GOAL OF THE EXERCISE: In the data below, how many lines contain the word "pavement"? Case matters, and your reply should be the number alone.
-- START OF RECORDS FOR THE TASK --
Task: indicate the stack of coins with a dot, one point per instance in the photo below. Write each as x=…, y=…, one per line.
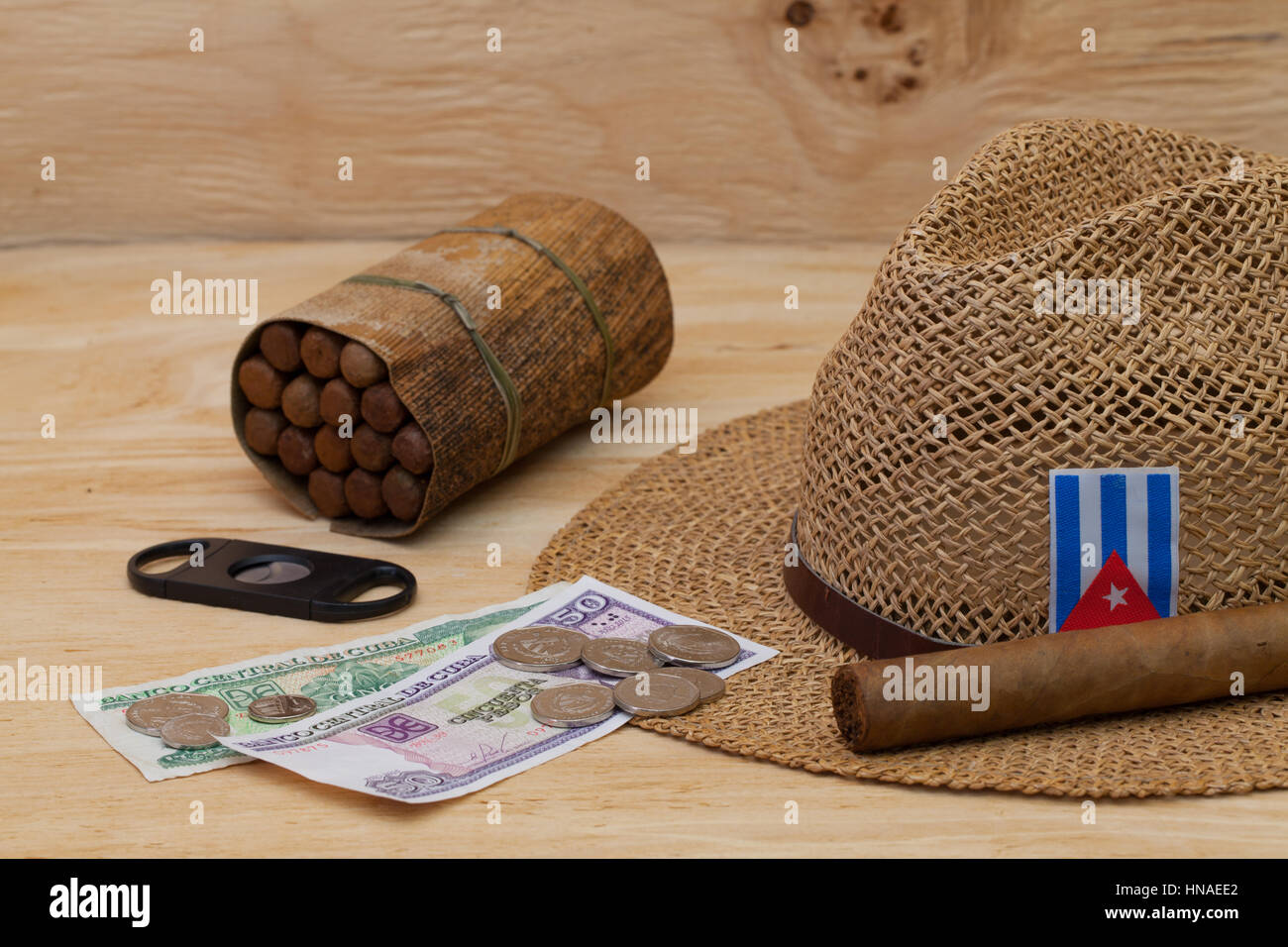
x=323, y=406
x=183, y=720
x=666, y=676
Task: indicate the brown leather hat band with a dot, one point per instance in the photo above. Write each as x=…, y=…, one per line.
x=849, y=621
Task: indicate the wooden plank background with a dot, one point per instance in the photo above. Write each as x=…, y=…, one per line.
x=145, y=453
x=745, y=140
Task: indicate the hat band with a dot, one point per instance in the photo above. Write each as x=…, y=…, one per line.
x=846, y=620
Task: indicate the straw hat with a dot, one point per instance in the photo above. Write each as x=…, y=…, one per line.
x=944, y=539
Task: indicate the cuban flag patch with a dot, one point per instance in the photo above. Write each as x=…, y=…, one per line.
x=1115, y=545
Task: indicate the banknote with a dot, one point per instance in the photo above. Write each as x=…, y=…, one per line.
x=330, y=676
x=464, y=723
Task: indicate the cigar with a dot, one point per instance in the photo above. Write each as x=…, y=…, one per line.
x=262, y=429
x=340, y=398
x=301, y=399
x=333, y=450
x=411, y=449
x=361, y=367
x=279, y=342
x=1060, y=677
x=261, y=381
x=362, y=491
x=403, y=492
x=320, y=351
x=373, y=450
x=326, y=489
x=381, y=408
x=295, y=450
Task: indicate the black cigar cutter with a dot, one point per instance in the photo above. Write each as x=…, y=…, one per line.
x=275, y=579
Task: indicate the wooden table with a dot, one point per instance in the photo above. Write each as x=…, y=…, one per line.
x=145, y=453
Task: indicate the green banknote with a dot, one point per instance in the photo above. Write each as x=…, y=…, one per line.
x=331, y=676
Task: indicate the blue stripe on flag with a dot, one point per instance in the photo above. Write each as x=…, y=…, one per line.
x=1158, y=492
x=1068, y=549
x=1113, y=517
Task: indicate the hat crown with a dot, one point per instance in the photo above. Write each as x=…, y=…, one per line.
x=966, y=376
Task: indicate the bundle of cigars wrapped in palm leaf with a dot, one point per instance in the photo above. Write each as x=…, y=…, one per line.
x=381, y=399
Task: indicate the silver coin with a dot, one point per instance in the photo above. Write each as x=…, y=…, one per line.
x=540, y=648
x=193, y=731
x=709, y=685
x=656, y=694
x=618, y=657
x=281, y=707
x=574, y=705
x=149, y=714
x=694, y=646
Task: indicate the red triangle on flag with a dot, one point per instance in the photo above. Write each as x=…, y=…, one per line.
x=1113, y=598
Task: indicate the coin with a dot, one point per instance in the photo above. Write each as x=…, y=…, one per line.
x=618, y=657
x=574, y=705
x=656, y=694
x=709, y=685
x=540, y=648
x=694, y=646
x=149, y=714
x=193, y=731
x=281, y=707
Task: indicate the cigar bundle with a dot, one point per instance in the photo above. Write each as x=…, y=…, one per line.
x=384, y=398
x=1063, y=677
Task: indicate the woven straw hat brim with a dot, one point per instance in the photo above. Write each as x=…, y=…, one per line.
x=704, y=535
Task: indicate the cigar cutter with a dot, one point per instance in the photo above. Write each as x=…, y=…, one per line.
x=275, y=579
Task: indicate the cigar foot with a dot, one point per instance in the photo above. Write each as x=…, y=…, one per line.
x=326, y=489
x=320, y=351
x=362, y=492
x=411, y=449
x=381, y=407
x=403, y=492
x=261, y=381
x=295, y=450
x=262, y=428
x=340, y=398
x=373, y=450
x=333, y=450
x=301, y=399
x=361, y=367
x=279, y=343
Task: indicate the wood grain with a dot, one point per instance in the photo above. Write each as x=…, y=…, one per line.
x=145, y=451
x=745, y=140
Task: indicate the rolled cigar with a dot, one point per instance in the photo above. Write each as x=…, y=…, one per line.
x=301, y=401
x=403, y=492
x=262, y=429
x=1061, y=677
x=362, y=492
x=295, y=450
x=326, y=489
x=320, y=351
x=333, y=450
x=261, y=381
x=381, y=408
x=279, y=342
x=340, y=398
x=411, y=449
x=361, y=367
x=373, y=450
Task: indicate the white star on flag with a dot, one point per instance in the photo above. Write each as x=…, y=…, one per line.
x=1116, y=596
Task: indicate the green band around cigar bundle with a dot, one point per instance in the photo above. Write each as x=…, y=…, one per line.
x=496, y=337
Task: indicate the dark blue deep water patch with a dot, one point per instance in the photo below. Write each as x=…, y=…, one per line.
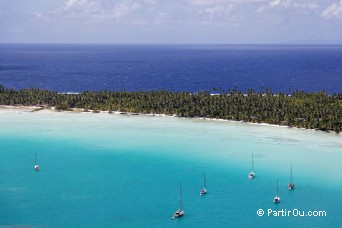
x=193, y=68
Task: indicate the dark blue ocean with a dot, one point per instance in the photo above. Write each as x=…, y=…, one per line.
x=192, y=68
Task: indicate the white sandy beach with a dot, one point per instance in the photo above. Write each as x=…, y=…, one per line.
x=22, y=109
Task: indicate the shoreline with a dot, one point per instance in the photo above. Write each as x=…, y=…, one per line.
x=22, y=109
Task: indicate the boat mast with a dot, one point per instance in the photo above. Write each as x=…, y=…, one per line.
x=180, y=196
x=205, y=181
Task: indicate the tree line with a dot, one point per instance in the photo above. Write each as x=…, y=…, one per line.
x=318, y=110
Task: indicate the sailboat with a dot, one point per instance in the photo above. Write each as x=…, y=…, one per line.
x=251, y=174
x=179, y=212
x=36, y=166
x=291, y=184
x=204, y=190
x=276, y=199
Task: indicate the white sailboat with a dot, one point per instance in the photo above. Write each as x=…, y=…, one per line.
x=291, y=184
x=36, y=166
x=276, y=199
x=204, y=190
x=252, y=174
x=179, y=212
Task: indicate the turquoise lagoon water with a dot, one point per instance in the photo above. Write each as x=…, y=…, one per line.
x=101, y=170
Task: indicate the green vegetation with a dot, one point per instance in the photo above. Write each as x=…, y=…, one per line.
x=307, y=110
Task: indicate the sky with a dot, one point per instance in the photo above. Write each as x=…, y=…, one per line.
x=171, y=21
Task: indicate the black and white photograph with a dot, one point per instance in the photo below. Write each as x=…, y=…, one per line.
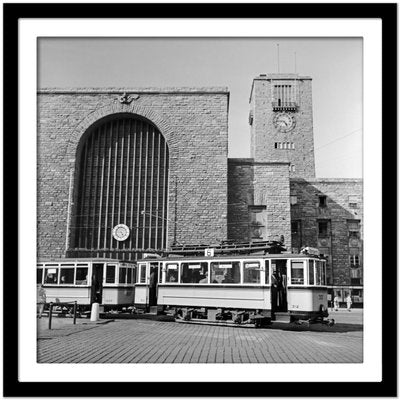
x=182, y=205
x=202, y=201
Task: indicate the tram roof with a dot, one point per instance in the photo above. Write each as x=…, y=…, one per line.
x=82, y=260
x=230, y=257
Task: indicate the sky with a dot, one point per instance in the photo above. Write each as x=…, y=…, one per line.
x=334, y=64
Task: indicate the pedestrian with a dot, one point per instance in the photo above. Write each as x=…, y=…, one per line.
x=336, y=303
x=348, y=301
x=41, y=300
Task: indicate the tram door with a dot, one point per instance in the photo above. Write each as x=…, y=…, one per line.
x=97, y=283
x=153, y=279
x=279, y=286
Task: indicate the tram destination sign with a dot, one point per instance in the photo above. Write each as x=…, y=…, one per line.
x=209, y=252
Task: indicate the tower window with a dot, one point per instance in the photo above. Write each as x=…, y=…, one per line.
x=322, y=201
x=353, y=201
x=323, y=228
x=295, y=227
x=284, y=97
x=354, y=261
x=354, y=228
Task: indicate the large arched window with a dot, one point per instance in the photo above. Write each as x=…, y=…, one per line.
x=122, y=178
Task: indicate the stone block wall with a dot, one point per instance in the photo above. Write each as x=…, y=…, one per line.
x=344, y=204
x=264, y=135
x=194, y=122
x=263, y=189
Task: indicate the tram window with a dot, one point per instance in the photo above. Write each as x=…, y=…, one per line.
x=39, y=275
x=297, y=273
x=267, y=272
x=311, y=272
x=225, y=272
x=172, y=273
x=142, y=273
x=122, y=274
x=110, y=274
x=193, y=272
x=319, y=273
x=66, y=276
x=81, y=276
x=251, y=272
x=51, y=275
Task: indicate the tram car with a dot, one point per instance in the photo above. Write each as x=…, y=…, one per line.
x=240, y=288
x=109, y=282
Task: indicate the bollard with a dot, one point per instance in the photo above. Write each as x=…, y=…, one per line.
x=74, y=312
x=94, y=315
x=50, y=314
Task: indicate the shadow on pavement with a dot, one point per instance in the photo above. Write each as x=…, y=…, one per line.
x=316, y=327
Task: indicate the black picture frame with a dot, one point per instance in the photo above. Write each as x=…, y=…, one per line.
x=11, y=246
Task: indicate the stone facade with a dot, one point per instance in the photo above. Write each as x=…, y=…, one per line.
x=195, y=125
x=258, y=195
x=268, y=143
x=271, y=196
x=338, y=203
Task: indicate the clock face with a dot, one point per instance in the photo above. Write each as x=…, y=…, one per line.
x=121, y=232
x=284, y=122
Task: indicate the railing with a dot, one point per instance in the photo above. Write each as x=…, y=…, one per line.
x=51, y=305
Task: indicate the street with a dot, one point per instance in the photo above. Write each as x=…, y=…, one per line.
x=146, y=341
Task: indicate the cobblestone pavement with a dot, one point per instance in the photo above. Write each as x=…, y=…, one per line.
x=144, y=341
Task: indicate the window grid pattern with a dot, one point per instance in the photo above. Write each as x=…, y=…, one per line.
x=284, y=145
x=123, y=179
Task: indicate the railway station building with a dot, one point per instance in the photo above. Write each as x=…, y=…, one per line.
x=124, y=171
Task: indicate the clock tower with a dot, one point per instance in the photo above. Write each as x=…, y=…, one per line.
x=281, y=122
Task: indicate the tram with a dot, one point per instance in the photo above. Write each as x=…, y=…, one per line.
x=241, y=288
x=109, y=282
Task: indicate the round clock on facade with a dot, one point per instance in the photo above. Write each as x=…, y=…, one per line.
x=120, y=232
x=284, y=122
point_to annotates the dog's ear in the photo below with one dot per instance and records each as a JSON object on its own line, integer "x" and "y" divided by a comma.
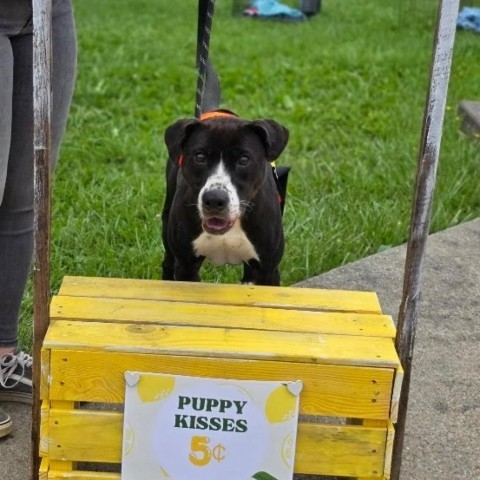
-- END OF RECORDS FOR THE TASK --
WRITTEN RESPONSE: 2